_Records_:
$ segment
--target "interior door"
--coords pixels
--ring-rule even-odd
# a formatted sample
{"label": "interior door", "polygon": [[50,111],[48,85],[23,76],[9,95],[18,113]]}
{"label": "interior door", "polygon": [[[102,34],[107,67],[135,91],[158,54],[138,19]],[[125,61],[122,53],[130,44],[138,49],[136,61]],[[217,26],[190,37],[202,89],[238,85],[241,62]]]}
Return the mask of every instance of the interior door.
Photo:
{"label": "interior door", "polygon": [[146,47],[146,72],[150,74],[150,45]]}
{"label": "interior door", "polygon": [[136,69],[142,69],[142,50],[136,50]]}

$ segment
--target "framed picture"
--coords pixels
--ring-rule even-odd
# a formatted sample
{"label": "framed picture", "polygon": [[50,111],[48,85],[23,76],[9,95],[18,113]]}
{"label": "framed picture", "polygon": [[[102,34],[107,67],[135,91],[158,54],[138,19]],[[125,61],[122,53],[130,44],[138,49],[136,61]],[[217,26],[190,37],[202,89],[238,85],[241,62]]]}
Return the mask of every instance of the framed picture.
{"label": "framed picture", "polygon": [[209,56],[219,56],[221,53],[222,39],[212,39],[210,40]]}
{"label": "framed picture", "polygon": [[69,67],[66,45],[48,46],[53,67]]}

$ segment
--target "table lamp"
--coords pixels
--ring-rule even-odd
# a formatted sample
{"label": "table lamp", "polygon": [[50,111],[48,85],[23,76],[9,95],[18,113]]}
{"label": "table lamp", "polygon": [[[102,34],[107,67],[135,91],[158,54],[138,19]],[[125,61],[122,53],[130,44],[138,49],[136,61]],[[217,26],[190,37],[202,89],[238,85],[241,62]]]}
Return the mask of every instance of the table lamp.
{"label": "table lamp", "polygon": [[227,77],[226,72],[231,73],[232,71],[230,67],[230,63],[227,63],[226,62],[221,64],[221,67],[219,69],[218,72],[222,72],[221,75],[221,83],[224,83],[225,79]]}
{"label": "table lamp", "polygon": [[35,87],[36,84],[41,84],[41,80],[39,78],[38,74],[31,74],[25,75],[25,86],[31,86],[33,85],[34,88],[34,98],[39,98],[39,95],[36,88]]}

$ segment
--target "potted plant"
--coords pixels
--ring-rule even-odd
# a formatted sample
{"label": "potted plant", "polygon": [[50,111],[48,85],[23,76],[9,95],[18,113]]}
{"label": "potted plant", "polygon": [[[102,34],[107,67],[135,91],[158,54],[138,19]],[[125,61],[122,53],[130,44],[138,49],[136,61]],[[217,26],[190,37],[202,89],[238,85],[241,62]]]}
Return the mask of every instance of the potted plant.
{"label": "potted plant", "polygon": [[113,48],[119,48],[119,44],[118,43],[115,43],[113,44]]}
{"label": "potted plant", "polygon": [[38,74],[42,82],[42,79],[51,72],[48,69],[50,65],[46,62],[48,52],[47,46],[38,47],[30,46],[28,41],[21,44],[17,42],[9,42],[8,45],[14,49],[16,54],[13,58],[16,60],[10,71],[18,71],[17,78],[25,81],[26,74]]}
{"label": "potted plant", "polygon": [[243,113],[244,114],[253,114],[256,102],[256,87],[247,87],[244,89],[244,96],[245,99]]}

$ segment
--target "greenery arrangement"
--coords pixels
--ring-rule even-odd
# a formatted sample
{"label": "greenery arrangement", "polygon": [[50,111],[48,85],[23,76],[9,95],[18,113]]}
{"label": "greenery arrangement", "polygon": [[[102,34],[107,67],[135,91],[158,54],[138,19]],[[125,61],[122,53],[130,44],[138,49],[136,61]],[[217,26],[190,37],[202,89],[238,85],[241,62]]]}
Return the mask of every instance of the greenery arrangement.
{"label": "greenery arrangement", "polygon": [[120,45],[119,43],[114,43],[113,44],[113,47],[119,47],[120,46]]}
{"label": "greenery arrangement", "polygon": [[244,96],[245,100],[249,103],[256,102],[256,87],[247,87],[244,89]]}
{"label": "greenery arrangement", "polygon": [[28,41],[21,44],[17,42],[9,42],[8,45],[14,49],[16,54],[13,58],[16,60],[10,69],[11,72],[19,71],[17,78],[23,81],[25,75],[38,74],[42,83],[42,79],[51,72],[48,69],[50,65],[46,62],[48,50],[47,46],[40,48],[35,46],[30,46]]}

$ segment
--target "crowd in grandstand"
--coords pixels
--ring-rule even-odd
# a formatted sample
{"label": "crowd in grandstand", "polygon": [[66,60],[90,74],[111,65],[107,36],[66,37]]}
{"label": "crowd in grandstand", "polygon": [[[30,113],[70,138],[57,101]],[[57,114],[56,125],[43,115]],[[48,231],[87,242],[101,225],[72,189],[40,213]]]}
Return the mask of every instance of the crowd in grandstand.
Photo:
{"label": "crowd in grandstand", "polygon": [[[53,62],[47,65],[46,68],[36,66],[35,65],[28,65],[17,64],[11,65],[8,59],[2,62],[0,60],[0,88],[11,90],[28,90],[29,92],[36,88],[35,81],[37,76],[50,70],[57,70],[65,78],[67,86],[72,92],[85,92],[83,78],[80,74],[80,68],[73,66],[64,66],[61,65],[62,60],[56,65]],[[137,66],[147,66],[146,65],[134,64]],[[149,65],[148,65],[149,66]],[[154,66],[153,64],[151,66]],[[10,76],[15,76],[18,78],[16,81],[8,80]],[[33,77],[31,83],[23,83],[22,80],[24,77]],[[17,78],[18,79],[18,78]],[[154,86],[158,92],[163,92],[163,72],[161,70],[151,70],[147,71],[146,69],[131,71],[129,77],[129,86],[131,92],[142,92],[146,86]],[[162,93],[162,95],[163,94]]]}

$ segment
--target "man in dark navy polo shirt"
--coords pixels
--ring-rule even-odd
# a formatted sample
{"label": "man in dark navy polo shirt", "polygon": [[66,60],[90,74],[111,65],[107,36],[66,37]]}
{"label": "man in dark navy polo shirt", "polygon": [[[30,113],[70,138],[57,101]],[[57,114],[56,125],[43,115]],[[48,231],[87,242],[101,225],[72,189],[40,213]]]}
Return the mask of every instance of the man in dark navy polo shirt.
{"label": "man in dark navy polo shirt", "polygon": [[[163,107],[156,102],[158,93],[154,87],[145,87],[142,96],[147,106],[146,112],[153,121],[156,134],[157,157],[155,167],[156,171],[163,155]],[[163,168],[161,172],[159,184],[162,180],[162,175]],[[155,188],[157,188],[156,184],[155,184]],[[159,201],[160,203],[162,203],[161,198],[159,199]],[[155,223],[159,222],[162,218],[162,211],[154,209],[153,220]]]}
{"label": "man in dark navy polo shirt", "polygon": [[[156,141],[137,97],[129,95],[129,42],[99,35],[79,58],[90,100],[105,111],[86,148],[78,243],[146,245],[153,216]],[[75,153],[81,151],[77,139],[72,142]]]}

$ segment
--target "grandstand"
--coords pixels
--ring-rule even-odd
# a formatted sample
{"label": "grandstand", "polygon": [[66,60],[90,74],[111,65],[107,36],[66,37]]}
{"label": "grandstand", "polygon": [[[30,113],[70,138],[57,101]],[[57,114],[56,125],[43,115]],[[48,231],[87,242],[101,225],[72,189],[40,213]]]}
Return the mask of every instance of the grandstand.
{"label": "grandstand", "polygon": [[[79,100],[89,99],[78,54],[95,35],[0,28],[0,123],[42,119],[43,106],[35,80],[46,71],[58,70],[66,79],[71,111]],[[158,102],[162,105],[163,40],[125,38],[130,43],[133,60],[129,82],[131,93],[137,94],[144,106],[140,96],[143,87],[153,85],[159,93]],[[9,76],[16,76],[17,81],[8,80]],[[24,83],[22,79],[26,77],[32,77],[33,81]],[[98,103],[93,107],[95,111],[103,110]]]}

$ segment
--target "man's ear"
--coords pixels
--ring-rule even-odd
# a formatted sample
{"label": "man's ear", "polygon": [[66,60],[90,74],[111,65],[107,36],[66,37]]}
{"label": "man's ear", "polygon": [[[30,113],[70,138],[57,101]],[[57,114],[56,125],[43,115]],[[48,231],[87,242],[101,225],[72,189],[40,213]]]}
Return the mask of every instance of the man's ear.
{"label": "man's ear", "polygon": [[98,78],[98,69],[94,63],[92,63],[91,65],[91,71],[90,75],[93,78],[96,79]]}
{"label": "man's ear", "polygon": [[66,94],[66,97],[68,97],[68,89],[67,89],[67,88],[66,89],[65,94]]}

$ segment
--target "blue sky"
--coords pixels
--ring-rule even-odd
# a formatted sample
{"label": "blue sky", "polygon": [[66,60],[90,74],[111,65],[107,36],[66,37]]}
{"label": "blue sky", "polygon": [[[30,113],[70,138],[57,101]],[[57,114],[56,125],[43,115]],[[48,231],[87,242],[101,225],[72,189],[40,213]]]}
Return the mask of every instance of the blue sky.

_What you will do_:
List each line in the records above that contains the word "table", copying every such line in full.

_Solution_:
--target "table lamp"
{"label": "table lamp", "polygon": [[50,111],[48,85],[23,76],[9,95],[18,113]]}
{"label": "table lamp", "polygon": [[[102,34],[107,67],[135,91],[158,54],[138,19]],[[125,61],[122,53],[130,44],[138,49],[136,61]],[[217,26],[190,37],[202,89],[238,85],[241,62]]]}
Return the mask of every instance of the table lamp.
{"label": "table lamp", "polygon": [[227,77],[226,72],[231,73],[232,71],[230,67],[230,63],[227,63],[226,62],[221,64],[221,67],[219,69],[218,72],[222,72],[221,75],[221,83],[224,83],[225,79]]}
{"label": "table lamp", "polygon": [[35,87],[36,84],[41,84],[41,80],[39,78],[38,74],[31,74],[25,75],[25,86],[31,86],[33,85],[34,88],[34,98],[39,98],[39,95],[36,88]]}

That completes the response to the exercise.